Information provided
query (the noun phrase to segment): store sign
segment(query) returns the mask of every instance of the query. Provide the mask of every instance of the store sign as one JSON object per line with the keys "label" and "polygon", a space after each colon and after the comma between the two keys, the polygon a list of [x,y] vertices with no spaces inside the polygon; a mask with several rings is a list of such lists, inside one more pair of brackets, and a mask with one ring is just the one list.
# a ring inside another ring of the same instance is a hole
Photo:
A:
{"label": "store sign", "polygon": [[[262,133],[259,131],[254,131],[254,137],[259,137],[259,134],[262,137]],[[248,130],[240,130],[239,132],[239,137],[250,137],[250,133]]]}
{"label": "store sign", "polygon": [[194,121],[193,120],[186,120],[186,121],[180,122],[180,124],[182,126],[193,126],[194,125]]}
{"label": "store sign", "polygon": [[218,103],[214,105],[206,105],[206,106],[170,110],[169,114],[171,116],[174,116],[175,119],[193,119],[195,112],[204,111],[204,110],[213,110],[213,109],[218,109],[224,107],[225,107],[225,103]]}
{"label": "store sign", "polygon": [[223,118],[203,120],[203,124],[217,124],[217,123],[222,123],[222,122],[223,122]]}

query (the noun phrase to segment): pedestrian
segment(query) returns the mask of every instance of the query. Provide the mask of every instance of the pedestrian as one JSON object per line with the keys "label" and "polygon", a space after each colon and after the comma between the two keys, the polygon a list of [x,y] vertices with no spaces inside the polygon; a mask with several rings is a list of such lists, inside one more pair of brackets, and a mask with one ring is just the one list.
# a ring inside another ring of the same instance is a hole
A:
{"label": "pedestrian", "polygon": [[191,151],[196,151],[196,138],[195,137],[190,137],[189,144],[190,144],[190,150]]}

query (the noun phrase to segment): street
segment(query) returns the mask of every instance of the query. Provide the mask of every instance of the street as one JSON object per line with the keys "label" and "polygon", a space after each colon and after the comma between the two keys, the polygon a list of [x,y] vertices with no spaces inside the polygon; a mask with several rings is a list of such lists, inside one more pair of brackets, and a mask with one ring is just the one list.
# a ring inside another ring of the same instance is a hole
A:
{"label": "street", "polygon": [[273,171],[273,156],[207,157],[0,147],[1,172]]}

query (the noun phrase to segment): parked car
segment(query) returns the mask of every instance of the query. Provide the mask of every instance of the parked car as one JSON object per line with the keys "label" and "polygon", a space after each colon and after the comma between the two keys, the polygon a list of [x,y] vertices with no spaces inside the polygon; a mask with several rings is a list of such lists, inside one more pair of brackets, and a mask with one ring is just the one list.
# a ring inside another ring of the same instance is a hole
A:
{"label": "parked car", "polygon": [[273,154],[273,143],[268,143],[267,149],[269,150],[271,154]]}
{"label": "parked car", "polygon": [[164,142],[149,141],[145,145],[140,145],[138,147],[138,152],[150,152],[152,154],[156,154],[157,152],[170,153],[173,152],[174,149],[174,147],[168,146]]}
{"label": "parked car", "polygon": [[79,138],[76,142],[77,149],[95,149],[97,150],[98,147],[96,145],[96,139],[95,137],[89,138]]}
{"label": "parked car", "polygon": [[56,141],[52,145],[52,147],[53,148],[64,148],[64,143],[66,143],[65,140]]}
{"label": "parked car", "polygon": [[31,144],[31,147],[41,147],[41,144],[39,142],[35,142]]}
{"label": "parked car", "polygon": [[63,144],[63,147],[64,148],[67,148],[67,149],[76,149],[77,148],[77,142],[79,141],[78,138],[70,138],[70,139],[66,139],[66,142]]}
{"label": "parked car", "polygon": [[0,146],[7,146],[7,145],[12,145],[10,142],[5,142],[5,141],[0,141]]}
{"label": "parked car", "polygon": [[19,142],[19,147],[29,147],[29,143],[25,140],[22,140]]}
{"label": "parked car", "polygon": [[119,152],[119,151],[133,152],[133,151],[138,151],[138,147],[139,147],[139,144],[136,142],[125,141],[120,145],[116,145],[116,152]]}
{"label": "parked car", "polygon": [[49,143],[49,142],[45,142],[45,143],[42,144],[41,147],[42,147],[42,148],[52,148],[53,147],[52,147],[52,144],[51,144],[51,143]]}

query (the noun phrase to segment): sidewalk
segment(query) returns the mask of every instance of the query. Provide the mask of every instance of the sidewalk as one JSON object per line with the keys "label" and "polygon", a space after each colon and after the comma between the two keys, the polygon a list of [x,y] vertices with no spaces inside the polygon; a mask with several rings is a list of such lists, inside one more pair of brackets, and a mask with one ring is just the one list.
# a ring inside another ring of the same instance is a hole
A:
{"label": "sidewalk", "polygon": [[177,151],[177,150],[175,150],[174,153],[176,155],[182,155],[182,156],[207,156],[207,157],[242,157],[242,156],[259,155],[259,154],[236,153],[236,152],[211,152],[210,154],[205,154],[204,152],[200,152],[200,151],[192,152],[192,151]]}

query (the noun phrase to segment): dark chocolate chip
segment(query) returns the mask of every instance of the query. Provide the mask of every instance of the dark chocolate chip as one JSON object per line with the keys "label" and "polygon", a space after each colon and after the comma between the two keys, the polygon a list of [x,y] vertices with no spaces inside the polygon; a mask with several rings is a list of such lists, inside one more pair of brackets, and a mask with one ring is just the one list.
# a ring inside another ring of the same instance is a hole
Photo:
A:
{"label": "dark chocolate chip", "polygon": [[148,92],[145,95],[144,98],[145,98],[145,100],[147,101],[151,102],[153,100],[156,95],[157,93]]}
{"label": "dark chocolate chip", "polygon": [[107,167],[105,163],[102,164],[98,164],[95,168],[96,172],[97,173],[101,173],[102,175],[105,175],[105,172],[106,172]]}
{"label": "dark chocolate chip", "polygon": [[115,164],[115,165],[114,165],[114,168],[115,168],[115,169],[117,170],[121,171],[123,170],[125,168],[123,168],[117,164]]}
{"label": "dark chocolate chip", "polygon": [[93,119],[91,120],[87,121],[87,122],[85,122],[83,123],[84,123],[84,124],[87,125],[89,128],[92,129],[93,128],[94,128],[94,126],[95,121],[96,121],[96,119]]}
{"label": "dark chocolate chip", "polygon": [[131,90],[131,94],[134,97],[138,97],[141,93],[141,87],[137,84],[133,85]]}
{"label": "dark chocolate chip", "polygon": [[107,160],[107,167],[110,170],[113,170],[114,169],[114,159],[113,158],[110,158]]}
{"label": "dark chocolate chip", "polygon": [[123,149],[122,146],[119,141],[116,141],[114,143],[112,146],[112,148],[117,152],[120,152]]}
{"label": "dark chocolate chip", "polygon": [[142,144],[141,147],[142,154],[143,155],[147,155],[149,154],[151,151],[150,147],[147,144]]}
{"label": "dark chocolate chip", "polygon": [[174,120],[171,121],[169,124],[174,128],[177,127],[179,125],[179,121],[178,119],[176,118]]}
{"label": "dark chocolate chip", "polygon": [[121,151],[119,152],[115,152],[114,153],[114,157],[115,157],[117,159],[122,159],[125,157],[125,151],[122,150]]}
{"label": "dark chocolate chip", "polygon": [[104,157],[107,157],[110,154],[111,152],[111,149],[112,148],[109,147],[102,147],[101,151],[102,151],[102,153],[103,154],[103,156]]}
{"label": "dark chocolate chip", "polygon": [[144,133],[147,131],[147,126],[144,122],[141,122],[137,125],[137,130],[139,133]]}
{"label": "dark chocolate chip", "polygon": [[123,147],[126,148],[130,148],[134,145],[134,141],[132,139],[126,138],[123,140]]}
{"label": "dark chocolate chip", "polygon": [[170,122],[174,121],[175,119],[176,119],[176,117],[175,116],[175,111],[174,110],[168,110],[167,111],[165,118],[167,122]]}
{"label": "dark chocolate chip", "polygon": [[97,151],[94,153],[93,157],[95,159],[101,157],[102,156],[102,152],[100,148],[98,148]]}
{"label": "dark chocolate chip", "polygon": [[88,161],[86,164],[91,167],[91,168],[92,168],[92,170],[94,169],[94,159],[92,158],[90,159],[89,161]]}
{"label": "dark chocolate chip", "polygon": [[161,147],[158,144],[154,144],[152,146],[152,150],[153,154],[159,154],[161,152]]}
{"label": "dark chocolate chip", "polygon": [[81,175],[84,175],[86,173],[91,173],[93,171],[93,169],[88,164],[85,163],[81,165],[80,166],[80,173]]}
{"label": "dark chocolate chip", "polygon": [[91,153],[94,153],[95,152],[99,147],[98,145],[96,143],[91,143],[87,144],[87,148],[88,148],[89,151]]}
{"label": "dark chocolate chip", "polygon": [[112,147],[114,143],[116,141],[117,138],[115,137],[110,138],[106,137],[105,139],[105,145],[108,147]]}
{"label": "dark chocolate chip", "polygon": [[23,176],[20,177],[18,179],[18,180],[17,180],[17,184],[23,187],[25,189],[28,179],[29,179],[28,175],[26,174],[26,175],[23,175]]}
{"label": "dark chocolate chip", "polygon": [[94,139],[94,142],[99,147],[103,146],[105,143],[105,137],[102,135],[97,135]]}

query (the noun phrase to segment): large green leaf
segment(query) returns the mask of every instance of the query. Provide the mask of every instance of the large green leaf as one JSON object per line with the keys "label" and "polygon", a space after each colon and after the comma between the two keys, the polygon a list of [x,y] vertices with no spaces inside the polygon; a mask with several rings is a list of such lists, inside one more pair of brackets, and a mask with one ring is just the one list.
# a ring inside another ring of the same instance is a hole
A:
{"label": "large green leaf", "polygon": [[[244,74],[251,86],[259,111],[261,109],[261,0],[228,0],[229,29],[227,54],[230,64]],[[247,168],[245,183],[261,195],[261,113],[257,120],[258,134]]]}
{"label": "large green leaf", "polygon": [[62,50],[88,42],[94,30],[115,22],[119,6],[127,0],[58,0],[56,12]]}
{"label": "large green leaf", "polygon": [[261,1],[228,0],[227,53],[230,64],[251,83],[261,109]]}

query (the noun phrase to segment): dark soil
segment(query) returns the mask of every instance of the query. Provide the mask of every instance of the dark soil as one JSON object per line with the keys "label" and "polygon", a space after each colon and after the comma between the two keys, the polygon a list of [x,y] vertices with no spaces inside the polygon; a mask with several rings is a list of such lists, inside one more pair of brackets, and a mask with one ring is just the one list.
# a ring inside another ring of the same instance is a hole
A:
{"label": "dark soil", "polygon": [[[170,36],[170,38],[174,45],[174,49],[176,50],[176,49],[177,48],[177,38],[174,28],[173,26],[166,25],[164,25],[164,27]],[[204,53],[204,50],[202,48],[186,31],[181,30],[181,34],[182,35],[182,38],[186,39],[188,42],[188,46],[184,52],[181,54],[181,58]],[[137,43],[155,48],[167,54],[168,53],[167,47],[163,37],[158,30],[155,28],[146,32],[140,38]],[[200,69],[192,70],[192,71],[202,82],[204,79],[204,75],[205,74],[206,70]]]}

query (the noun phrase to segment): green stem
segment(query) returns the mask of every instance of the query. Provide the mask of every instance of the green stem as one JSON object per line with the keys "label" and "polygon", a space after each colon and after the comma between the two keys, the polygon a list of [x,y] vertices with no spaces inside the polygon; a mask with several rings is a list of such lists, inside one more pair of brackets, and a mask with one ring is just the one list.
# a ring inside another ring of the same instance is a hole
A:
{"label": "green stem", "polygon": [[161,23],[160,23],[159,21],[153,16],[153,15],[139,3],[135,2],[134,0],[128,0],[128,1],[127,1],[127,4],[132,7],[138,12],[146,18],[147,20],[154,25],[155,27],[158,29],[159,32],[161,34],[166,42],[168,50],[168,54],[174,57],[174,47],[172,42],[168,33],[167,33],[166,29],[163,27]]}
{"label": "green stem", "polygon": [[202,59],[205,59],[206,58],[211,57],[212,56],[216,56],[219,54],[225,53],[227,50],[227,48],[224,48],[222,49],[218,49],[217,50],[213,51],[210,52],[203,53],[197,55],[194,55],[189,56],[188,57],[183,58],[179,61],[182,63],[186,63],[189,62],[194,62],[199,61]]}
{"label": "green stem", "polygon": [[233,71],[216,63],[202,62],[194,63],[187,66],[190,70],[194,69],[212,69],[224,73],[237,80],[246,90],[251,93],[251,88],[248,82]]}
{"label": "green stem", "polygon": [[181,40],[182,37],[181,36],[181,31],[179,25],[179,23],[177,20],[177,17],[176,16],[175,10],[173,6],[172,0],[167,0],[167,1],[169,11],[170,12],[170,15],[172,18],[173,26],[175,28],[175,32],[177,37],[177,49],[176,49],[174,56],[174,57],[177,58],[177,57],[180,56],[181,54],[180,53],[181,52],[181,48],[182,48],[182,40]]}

Exercise directions
How many lines of the listing above contain the string "sidewalk", matching case exactly? Reply with the number alone.

Exercise solution
3